Extract

Lecture 5 – In the hands of the giants
From the 1992 lecture brochure:
All the molecules we have talked about so far have been smallish with 100 atoms or less. We are surrounded by giants, frequently with a million atoms or more, which can be man-made, or 'natural'. These giants share the property of being constructed with repeating units. In this talk we examine those handed giants - carbohydrates and proteins - whose building blocks are glucose and amino acids. These provide the scaffolding of plants, and their energy stores. Animals exploit these by breaking them down to their building blocks and then reconstructing them, as we do, to glycogen and proteins.
In the proteins there is a 'language' produced by 'letters', the amino acids. This body language makes our hair, bones, blood, muscles and brains. Perhaps most magically of all, it makes the enzymes that control our body chemistry.

Dataset entries
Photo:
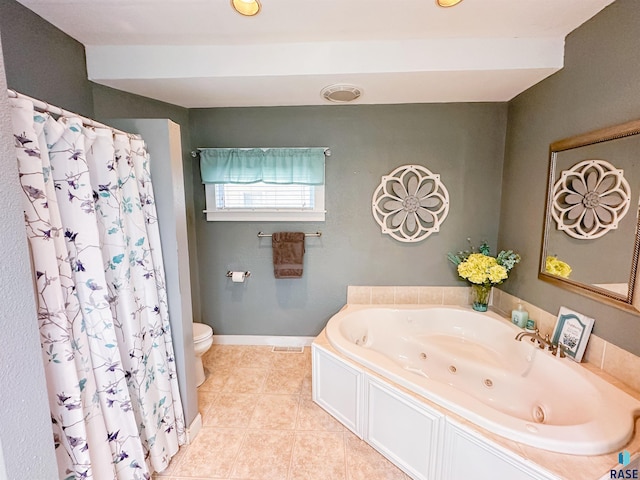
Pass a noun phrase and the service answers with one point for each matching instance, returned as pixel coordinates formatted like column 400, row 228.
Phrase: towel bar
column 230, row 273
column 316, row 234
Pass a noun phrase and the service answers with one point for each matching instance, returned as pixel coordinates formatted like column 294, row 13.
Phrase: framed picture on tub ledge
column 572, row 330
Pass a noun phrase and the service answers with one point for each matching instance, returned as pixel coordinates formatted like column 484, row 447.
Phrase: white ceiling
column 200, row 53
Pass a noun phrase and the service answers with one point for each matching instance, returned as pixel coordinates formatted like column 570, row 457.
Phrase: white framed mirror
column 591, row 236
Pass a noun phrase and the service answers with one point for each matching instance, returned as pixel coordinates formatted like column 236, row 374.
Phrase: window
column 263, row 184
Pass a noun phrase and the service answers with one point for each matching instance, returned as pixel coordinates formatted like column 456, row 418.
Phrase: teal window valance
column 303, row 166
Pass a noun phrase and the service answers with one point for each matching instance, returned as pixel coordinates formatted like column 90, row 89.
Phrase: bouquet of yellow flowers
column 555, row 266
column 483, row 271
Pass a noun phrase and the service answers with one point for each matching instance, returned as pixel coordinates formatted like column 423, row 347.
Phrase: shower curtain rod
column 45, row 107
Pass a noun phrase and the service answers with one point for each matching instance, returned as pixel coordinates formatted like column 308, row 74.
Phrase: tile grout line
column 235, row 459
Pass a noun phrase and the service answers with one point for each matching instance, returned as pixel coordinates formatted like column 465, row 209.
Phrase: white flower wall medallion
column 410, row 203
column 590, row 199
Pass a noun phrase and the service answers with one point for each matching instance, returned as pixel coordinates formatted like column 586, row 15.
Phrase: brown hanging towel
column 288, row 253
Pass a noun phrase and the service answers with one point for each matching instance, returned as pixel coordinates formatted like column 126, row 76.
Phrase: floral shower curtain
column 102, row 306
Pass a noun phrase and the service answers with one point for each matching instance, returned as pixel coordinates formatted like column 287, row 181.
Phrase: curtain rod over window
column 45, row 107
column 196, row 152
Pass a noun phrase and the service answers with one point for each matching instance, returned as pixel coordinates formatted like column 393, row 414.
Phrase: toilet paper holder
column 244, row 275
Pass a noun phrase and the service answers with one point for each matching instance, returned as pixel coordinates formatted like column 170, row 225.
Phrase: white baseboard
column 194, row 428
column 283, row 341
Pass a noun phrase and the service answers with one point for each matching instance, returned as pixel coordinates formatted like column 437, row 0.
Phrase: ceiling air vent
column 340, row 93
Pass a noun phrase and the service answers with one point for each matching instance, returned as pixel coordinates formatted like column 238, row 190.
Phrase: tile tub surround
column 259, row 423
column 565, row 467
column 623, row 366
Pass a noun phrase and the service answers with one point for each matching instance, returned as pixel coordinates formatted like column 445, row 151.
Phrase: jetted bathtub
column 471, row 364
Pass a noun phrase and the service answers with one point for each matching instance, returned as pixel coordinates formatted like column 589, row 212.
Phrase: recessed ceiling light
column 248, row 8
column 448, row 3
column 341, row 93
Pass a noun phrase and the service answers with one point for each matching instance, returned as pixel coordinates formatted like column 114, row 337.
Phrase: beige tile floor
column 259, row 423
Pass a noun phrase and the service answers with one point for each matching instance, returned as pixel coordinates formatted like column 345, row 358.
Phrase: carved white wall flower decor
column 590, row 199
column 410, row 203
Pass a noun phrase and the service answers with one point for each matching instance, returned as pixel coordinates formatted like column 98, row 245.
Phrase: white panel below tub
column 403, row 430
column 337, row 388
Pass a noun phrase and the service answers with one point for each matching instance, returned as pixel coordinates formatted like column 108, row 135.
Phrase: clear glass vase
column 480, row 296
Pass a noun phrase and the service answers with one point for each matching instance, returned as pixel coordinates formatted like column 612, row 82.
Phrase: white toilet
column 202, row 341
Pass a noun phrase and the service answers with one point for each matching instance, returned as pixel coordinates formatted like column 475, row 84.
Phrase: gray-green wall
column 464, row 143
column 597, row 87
---
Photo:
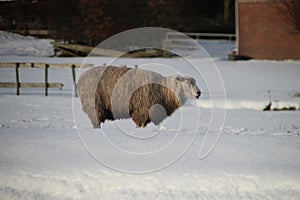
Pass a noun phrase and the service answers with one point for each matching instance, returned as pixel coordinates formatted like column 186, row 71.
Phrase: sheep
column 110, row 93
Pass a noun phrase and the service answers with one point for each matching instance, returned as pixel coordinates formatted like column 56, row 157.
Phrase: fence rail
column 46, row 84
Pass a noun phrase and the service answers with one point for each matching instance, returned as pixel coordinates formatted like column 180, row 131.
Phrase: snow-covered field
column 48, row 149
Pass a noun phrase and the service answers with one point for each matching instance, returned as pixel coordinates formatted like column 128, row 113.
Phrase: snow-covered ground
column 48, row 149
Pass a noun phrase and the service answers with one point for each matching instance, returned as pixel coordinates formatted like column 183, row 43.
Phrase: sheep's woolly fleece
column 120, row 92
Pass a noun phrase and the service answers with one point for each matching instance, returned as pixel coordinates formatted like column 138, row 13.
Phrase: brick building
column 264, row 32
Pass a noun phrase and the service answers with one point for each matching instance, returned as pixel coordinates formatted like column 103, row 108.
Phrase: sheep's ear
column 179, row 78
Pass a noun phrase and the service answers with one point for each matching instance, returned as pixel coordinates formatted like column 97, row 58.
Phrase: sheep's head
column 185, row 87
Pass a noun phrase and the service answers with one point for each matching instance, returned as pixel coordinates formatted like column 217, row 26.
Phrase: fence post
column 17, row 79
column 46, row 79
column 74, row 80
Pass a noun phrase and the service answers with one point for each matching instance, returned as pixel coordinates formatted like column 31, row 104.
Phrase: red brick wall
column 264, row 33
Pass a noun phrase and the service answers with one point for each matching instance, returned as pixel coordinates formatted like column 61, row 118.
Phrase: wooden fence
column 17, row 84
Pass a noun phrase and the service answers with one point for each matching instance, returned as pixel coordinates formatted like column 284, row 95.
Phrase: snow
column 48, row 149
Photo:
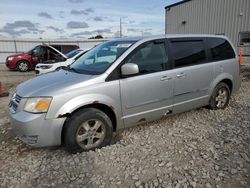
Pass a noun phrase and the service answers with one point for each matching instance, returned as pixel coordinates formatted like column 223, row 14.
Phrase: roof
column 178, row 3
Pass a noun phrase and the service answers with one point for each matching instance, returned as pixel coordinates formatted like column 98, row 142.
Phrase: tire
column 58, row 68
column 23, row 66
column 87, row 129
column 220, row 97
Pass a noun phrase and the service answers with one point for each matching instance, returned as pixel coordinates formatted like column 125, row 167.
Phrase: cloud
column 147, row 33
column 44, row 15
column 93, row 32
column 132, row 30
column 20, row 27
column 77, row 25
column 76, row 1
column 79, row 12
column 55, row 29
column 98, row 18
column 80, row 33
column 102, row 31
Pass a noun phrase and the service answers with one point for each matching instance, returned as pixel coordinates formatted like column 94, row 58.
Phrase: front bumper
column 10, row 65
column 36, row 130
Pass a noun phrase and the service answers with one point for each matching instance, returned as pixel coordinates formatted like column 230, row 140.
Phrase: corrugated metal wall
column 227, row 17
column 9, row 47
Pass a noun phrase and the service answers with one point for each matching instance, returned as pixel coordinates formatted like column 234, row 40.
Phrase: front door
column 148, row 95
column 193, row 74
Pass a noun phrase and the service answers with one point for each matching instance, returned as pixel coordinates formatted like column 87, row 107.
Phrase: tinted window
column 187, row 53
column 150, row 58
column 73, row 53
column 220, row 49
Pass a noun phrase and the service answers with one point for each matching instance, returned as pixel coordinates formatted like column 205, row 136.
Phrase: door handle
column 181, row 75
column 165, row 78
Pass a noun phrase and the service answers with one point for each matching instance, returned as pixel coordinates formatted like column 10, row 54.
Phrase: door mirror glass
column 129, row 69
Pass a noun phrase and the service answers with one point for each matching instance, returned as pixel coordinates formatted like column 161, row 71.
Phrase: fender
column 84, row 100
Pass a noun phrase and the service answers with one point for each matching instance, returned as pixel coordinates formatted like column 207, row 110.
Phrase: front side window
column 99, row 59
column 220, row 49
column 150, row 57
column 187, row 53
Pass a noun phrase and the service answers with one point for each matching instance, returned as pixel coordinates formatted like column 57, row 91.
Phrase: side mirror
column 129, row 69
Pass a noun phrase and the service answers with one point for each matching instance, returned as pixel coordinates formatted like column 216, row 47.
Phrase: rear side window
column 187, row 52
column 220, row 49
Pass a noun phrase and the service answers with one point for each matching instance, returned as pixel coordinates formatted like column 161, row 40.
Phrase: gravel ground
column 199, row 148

Required actions
1. What does the brochure passage give as the building blocks of carbohydrates and proteins?
2. Write out the brochure passage from "In the proteins" to "our body chemistry.".
The lines have nothing to do with the brochure passage.

Answers in order
1. Glucose and amino acids.

2.
In the proteins there is a 'language' produced by 'letters', the amino acids. This body language makes our hair, bones, blood, muscles and brains. Perhaps most magically of all, it makes the enzymes that control our body chemistry.